GIVEN INSTRUCTION:
List every line in the material below that contains the word "sign".

MATERIAL:
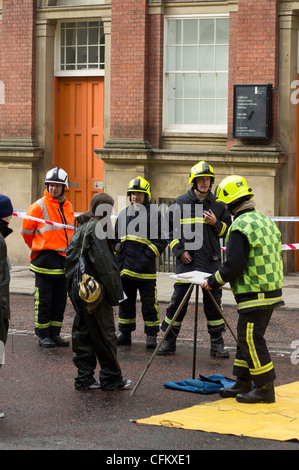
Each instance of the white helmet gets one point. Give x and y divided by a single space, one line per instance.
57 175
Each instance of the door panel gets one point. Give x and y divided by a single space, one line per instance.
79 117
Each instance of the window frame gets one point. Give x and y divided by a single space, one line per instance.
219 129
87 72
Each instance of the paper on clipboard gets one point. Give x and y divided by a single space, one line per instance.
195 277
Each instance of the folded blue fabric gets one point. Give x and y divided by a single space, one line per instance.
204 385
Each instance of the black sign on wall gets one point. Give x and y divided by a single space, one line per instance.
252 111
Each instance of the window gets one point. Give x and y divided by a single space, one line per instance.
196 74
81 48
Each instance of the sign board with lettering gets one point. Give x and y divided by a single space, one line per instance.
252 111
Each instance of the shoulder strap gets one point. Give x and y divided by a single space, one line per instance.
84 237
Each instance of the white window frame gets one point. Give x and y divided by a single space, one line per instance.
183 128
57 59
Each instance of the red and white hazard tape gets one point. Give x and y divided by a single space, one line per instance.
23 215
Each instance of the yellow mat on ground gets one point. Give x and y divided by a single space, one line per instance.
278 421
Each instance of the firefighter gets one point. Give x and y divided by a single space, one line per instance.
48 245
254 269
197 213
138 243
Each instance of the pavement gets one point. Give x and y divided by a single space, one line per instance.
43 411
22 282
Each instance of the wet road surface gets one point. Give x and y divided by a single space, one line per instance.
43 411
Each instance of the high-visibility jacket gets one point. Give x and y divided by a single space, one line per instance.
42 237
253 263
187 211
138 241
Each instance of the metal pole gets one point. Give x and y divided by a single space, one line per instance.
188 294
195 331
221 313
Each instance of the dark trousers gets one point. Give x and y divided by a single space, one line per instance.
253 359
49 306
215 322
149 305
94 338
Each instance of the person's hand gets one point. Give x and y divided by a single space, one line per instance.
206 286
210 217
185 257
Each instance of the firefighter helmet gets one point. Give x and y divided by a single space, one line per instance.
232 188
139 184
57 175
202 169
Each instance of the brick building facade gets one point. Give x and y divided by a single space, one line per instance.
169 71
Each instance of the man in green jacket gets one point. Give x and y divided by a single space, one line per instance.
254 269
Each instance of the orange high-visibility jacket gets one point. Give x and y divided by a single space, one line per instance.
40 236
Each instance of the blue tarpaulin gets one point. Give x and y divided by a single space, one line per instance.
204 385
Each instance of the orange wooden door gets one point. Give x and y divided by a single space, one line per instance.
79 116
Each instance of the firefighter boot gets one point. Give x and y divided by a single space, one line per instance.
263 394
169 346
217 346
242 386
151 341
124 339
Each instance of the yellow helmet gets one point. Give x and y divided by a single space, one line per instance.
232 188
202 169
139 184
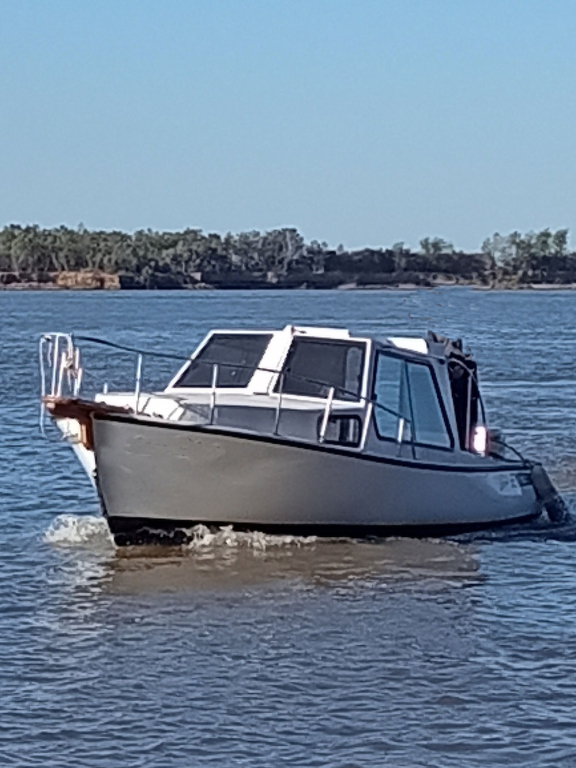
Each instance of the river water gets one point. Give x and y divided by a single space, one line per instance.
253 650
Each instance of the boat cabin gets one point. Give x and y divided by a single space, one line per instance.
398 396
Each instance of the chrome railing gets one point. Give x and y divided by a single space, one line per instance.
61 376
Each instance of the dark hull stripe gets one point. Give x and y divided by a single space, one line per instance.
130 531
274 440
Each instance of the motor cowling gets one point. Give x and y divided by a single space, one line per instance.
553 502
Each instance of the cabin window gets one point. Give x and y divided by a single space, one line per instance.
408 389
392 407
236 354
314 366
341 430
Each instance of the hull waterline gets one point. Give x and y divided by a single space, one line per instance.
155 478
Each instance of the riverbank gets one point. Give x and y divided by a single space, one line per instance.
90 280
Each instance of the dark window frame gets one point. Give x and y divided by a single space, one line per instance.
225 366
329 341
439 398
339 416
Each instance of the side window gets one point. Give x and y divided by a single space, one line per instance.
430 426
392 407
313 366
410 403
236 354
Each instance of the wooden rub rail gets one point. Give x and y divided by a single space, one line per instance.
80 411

---

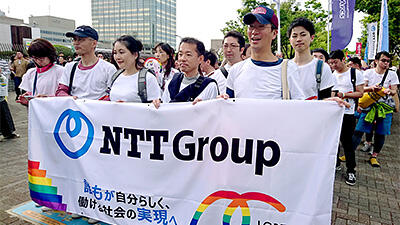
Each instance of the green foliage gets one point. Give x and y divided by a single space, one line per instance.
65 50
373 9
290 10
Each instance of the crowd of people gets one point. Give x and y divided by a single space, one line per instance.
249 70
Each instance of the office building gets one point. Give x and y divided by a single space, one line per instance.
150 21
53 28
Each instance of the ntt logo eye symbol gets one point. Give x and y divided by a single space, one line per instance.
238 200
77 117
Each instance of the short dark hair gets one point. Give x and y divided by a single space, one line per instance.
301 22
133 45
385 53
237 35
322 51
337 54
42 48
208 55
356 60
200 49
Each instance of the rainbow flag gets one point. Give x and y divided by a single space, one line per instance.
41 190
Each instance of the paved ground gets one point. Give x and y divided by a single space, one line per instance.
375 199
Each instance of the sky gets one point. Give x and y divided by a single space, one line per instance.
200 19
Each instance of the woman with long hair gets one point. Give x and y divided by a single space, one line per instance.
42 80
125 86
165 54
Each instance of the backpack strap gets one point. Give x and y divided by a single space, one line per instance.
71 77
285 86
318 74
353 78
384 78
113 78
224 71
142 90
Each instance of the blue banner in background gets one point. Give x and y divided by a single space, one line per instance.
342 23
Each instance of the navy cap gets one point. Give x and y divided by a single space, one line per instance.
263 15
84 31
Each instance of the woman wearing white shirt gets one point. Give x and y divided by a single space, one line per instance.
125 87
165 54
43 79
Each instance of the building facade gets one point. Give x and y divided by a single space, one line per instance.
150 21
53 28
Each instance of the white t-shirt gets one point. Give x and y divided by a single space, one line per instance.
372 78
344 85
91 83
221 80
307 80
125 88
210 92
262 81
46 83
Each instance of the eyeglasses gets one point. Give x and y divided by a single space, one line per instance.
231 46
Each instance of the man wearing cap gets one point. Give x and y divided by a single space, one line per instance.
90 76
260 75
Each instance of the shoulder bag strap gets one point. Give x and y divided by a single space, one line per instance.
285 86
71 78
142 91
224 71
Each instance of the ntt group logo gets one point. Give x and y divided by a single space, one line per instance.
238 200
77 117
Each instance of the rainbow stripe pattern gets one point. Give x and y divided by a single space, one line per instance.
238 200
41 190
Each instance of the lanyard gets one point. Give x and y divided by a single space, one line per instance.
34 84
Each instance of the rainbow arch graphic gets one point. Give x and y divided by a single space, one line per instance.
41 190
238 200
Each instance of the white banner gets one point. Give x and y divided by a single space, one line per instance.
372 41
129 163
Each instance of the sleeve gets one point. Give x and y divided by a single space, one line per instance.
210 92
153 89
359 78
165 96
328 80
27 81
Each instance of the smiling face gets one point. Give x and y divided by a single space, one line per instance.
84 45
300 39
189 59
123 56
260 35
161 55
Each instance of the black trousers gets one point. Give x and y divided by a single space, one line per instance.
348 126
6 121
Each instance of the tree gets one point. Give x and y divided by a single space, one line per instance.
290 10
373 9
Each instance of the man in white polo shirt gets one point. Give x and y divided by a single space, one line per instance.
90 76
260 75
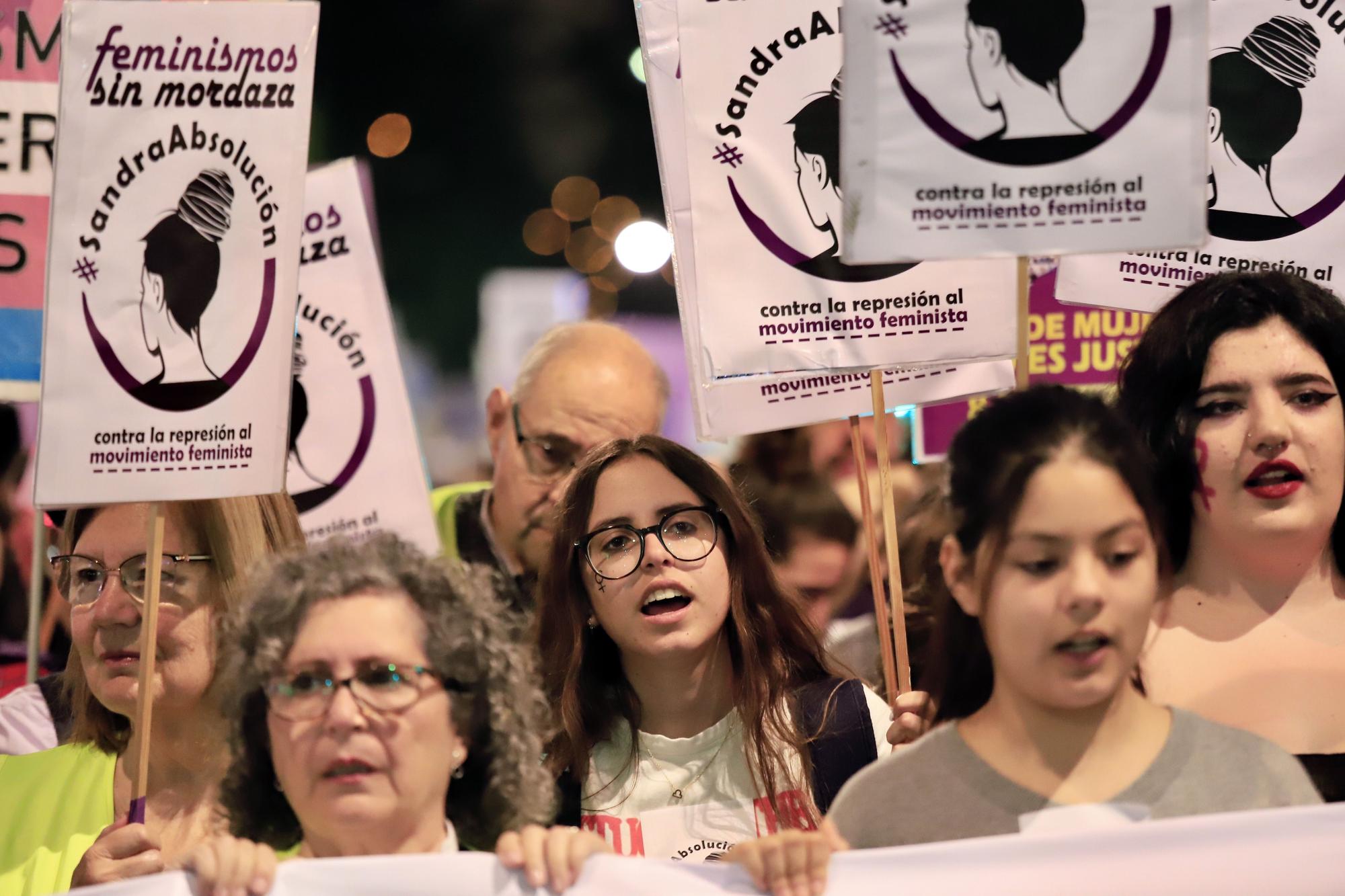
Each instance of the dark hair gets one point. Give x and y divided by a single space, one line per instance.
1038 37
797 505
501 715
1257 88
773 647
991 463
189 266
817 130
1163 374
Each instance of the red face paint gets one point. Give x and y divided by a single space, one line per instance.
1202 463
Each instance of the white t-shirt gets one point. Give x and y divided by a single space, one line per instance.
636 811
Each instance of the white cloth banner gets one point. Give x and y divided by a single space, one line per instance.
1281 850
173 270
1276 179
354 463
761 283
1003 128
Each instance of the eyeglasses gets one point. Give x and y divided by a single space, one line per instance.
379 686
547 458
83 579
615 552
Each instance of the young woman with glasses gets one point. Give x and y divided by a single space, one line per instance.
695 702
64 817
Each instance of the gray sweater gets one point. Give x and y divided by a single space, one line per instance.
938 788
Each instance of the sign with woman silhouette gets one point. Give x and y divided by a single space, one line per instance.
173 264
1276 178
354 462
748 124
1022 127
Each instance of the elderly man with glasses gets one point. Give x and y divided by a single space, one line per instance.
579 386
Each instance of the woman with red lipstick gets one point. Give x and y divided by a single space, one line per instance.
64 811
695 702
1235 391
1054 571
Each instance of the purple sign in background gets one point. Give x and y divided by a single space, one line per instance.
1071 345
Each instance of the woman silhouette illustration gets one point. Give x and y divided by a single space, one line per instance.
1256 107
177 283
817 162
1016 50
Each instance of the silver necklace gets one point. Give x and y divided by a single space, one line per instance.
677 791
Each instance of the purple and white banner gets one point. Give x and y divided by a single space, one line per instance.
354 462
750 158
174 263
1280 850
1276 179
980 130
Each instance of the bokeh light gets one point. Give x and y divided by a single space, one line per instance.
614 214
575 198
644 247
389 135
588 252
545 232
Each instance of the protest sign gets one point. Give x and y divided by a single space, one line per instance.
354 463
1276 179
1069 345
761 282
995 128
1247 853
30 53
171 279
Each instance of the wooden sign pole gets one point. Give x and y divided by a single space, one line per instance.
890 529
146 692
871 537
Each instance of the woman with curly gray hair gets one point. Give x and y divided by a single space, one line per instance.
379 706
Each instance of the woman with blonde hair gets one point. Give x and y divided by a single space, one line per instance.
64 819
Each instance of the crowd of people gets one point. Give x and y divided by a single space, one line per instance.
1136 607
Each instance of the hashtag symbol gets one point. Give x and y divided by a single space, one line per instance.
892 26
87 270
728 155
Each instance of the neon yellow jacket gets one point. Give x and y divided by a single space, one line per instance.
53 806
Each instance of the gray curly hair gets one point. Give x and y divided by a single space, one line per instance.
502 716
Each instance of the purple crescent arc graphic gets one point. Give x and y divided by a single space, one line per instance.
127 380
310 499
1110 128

OUTPUT OF THE EXERCISE:
Each instance of the black sign on wall gets one point. Give x and y divided by a single space, one line per instance.
Each instance of the sign board with lettering gets one point. Give x and y divided by a single space, one line per instance.
Each instance of the sign with woman silhouette gets one point. Give x and y divided by a single space, one line per instance.
Each instance of the purple sign in background gets one point. Give x and y divided by a single space, one line per instance.
Each instance of the protest sign gets one point. Give x and y divided by a single space, one line per instance.
Each instance of the wooden sign pole gets one point. Give x and y divided by a single space, one line per instance.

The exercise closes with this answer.